On top of that the characters almost never act like human beings. Autopsy’s mother was a devout Christian until she slipped one day in her kitchen and God wasn’t there to catch her, then she immediately became a church vandalizing atheist. Elohim finds out his wife has been cheating on him so he makes a phone call and asks the operator to “connect him to God”. Fielding, as an adult, 'writes his sins on scraps of aluminum foil so that they look beautiful from a distance'. And on and on, without pause. These actions are all very poetic and meaning laden, but in the world of the book they’re also things people apparently literally did, something that strains the imagination and causes eyes to roll. I'm sorry, but no one who was a real person and not an overwrought character, would say your hometown was "the scar of the paradise we lost "they just wouldn't. It's clearly there just because the author liked that phrase and couldn't find a way to work it in more naturally.

→ **Data extract**
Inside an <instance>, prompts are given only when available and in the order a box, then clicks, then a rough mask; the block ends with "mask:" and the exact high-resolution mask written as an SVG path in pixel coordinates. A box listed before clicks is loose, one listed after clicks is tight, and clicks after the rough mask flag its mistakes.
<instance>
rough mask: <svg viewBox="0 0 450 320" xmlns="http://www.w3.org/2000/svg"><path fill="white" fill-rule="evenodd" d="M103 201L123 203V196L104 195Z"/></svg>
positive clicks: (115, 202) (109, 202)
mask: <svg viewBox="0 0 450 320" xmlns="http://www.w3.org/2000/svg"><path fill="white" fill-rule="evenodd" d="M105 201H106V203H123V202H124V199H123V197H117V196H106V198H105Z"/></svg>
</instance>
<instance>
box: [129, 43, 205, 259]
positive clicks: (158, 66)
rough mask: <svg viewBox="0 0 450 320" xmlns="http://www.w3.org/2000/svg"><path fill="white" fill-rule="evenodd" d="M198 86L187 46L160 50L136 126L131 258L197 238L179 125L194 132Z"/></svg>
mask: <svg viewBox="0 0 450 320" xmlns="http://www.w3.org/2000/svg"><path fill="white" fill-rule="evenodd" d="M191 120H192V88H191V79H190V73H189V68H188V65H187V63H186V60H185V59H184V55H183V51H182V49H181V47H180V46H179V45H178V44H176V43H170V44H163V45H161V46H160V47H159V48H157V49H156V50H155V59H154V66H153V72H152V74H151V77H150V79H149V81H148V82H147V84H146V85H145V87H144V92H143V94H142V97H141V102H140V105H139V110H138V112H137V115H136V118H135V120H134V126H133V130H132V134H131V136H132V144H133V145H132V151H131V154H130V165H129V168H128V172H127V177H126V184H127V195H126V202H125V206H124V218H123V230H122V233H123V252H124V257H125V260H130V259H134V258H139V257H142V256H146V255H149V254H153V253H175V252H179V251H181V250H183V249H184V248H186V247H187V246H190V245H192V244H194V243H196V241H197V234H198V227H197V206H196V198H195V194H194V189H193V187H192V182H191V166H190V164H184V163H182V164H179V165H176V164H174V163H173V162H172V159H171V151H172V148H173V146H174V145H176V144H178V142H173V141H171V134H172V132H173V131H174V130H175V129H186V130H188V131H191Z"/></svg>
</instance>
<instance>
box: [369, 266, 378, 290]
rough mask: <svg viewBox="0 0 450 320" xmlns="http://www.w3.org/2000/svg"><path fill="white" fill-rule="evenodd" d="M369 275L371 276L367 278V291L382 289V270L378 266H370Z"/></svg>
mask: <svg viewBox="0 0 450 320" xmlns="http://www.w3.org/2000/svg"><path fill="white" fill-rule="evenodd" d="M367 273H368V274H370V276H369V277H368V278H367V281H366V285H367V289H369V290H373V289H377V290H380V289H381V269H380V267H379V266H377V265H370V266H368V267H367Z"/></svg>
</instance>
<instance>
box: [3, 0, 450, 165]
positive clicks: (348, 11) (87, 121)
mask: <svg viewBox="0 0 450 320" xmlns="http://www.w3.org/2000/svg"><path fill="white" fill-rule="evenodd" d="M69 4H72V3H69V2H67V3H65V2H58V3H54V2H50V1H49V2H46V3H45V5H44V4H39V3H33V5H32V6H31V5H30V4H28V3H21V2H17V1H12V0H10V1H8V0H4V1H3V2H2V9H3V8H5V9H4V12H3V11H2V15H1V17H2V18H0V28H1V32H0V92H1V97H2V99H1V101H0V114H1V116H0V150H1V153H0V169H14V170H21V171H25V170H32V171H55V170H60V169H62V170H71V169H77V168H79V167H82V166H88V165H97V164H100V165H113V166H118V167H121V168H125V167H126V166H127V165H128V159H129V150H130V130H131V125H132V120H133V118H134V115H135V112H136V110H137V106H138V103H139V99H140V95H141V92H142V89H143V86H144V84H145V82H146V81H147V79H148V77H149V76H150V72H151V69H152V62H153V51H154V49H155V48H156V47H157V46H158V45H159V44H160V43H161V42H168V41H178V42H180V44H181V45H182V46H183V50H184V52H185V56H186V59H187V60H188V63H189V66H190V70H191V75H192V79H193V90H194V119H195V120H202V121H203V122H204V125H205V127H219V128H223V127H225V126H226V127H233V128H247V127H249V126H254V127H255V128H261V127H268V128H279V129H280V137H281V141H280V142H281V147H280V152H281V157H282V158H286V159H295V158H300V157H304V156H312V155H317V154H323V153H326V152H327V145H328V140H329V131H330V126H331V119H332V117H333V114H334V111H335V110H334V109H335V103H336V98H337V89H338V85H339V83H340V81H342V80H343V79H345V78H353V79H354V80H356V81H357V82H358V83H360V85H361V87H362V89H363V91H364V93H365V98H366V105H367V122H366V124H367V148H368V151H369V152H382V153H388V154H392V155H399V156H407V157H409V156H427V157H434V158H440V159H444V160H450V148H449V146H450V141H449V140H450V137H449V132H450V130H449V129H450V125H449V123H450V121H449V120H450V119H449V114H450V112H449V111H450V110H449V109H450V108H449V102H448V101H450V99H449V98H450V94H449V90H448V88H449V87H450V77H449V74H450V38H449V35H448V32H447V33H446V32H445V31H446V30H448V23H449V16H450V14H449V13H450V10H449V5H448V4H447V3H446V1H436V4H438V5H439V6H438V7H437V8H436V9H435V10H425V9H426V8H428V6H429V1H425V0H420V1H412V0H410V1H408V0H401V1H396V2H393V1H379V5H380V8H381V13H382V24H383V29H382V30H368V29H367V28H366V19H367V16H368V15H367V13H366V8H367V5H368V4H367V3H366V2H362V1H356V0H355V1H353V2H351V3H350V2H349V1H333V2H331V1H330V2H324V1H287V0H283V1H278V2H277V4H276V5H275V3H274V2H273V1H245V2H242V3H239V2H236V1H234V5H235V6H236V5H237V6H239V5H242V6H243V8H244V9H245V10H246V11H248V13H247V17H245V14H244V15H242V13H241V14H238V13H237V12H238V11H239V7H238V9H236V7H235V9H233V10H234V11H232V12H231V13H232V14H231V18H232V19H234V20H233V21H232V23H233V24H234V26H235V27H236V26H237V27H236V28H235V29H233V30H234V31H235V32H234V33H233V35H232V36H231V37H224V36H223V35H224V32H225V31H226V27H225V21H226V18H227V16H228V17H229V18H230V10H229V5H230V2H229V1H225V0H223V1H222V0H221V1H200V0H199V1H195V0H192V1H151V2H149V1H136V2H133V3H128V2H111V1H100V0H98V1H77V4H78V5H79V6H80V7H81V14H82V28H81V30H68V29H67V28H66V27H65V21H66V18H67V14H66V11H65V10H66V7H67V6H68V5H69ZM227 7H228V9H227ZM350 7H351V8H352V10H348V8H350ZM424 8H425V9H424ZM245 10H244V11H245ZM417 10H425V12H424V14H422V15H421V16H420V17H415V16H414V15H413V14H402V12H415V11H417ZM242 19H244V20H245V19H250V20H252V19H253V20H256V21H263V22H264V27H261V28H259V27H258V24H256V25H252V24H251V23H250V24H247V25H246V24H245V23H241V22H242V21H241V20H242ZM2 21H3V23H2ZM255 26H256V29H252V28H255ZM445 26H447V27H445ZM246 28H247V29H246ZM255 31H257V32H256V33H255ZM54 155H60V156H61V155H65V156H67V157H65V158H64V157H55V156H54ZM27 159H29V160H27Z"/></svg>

→ **Exercise aim**
Carry on the book review past its last sentence, keeping its voice. Nothing in the lines is needed here.

→ **Response area**
This disconnect between extremely busy writing and realism might not be so bad if the author didn't also firmly ground the book in reality. As the first chapter reminds us, it's 1984, the Macintosh computer is out, AIDS is making headlines, and "Cruel Summer" is on the radio. The disconnect between this setting and the people that inhabit it is jarring at best, tasteless at worst. It can be difficult to care about characters that seem like cartoons most of the time, and is downright puzzling when the tone of the book shifts to include things like suicide, serial murder, and cannibalism. It seems like the author should have chosen to write either a poetic book with a style similar to magical realism, or a gritty and dark novel about mans inhumanity to man, but by trying to do them together she fails at both.
Overall the whole book felt like nothing so much as a very well made cake, delicious but completely drowned out by about ten pounds of meticulously crafted icing filigree. The substance of the main event was lost due incessant tampering, adding, and unnecessary flourishes that went nowhere.
I tried to read this book months ago. I didn't like it so I put it down. But I went back to it with fresh eyes and an open mind, and now after reading the whole book carefully, I can safely say… I still don't like it.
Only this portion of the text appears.